◆ Try it:
Each record is to be reproduced verbatim.

- - - - - - -

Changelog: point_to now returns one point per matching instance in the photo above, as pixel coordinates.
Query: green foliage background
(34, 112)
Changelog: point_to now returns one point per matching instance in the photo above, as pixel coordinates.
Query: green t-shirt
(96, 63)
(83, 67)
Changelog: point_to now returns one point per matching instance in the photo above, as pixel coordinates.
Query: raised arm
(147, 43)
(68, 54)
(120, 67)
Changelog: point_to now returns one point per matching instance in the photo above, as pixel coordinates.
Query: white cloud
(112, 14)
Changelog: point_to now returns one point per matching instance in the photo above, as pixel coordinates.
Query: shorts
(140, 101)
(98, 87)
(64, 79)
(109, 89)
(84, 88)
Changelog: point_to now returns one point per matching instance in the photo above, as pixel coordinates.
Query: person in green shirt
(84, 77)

- - - - - - -

◆ Result of the task:
Changelog: point_to now returns one point per matching instance in the photo above, as pixel coordinates.
Query: green foliage background
(34, 112)
Changelog: point_to now returns one point per matching instance in the photo above, as pixel coordinates.
Query: green t-shirt
(96, 63)
(83, 67)
Changelog: point_to now returns one point per matching instance in the photo above, as pixel coordinates.
Query: raised arm
(147, 43)
(68, 54)
(120, 67)
Changelog: point_to now returns one point per matching instance in the photo above, as pixel coordinates.
Query: white cloud
(112, 14)
Changelog: point_to now returns one point per matching instance in the photo above, as pixel coordinates.
Query: shorts
(140, 101)
(98, 87)
(64, 79)
(109, 89)
(84, 88)
Changelog: point_to now returns one point per matching instance in the photo above, as pixel coordinates.
Query: person in green shirt
(84, 77)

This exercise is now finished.